§ Aim of the task:
The data should be duplicated exactly, with every word kept as it is.

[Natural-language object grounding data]
==========

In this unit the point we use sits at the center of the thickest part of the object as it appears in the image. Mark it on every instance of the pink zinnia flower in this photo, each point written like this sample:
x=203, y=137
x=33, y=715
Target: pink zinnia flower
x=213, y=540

==========

§ Task answer:
In this unit the point we use sits at the center of the thickest part of the object as it appears in the image. Mark it on every instance of the pink zinnia flower in this photo, each point written like this sample:
x=203, y=137
x=33, y=715
Target: pink zinnia flower
x=213, y=540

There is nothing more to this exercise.